───── TEXT SHOWN ─────

New Market Tax Credit Transaction
We concluded that the Fund met the definition of a variable interest entity. The Fund is a VIE principally on the basis that the holders of the equity investment at risk (i.e. USB) lack the direct or indirect ability through its voting rights or similar rights to make decisions about the Fund’s activities that have a significant impact on its success (i.e., meets paragraph 5b(1) of FIN 46(R). In this instance, no decisions are made by the Fund as its sole purpose is to make an equity contribution to the CDE, which then funded us in a pre-established transaction. Therefore, although USB is the sole equity holder of the Fund, basing the consolidation decision on voting rights would not appear appropriate given the design of the entity. Our variable interests in the entity are the loan we made to the Fund and the guarantee and indemnity regarding the repayment of the loans made to us by the CDEs and the delivery of the tax credits, including a guarantee should such tax credits be recaptured. Based on a qualitative assessment of our interests relative to the other variable interest holders, we are considered to be the primary beneficiary because we absorb a majority of the variability in the entity. As a result, we consolidate the Fund including the CDEs which are 99% owned by the Fund.

 


 

Securities and Exchange Commission
November 6, 2009
Page 12
III. Additional Put/Call Information on the Non-controlling Interests
Historic Tax Credit Transaction
Transactions that monetize federal tax credits commonly involve an option agreement between the owner of the property to which the tax credits relate and the HTC investor. As part of our HTC transaction, an affiliate of USB and a wholly owned subsidiary of BDN (Brandywine Cira Post Office LLC) entered into an Option Agreement (separate agreement included in the documents previously provided to you).
In the Option Agreement, we granted an option (the “Put”) to USB to require us to purchase USB’s interest in Master Tenant upon the specified terms. The Put can be exercised by USB at any time during the six month period beginning with the 61st month following Substantial Completion but in no event during the Recapture Period. The purchase price payable under the Put is calculated as: (i) the amount of any unpaid Priority Return and Special Tax Distribution owed to USB through the date of payment of the Put Price plus (ii) 5% of USB’s Capital Contribution related solely to the HTC. We expect that USB will exercise the Put. The put price is expected to be 5% of total USB contributions of approximately $69.0 million. We understand that upon exercise of the Put, USB will receive an additional tax benefit (see further details below under Economics of HTC to USB), because USB’s tax basis in its interest in Master Tenant will exceed the Put payment and USB will have a loss on the sale of the interest. We note, of course, that the tax consequences of USB have no applicability to our financial statements. Also, our advisors on the transactions expect that USB will exercise the put in order to make them viable partners for future tax credit transactions; again not just with BDN but with other potential tax credit partners.

───── EXCERPTED DATA ─────

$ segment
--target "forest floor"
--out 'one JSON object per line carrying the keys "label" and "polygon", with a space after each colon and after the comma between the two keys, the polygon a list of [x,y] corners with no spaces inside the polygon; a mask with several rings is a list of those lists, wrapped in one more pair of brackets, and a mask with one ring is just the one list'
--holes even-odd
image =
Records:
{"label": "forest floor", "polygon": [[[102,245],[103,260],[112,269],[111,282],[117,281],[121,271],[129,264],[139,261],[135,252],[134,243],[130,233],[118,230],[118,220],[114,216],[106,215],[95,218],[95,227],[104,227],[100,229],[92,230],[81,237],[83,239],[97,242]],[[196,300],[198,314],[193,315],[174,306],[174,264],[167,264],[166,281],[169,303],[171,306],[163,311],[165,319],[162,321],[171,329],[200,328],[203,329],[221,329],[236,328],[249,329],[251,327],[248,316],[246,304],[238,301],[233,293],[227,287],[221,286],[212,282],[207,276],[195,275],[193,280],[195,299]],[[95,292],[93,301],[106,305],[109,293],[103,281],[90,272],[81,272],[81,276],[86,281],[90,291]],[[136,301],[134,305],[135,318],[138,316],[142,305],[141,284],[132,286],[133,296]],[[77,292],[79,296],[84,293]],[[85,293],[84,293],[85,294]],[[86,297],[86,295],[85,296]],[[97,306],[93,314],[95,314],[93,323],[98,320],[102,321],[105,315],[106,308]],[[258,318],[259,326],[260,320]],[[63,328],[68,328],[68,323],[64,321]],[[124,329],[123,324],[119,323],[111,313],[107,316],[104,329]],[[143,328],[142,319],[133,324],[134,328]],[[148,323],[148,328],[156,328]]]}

─────

* TO DO
a: Why does the tax credit excerpt say that basing the consolidation decision on voting rights would not be appropriate, even though USB is the Fund's sole equity holder? Answer in one to three sentences.
b: Write out the stretch of the tax credit excerpt from "Securities and Exchange" through "provided to you).".
c: Answer these questions from the tax credit excerpt:
(i) What percentage of the CDEs does the Fund own?
(ii) Which wholly owned subsidiary of BDN entered into the Option Agreement with an affiliate of USB?
(iii) What is the approximate amount of total USB contributions on which the expected put price is based?
Rely on the tax credit excerpt alone, not the rows.

* ANSWERS TO THE EXERCISES
a: The Fund makes no decisions, since its sole purpose is to make an equity contribution to the CDE, which then funded the company in a pre-established transaction. Given that design of the entity, consolidation based on voting rights would not appear appropriate.

b:
Securities and Exchange Commission
November 6, 2009
Page 12
III. Additional Put/Call Information on the Non-controlling Interests
Historic Tax Credit Transaction
Transactions that monetize federal tax credits commonly involve an option agreement between the owner of the property to which the tax credits relate and the HTC investor. As part of our HTC transaction, an affiliate of USB and a wholly owned subsidiary of BDN (Brandywine Cira Post Office LLC) entered into an Option Agreement (separate agreement included in the documents previously provided to you).

c:
(i) 99%
(ii) Brandywine Cira Post Office LLC
(iii) Approximately $69.0 million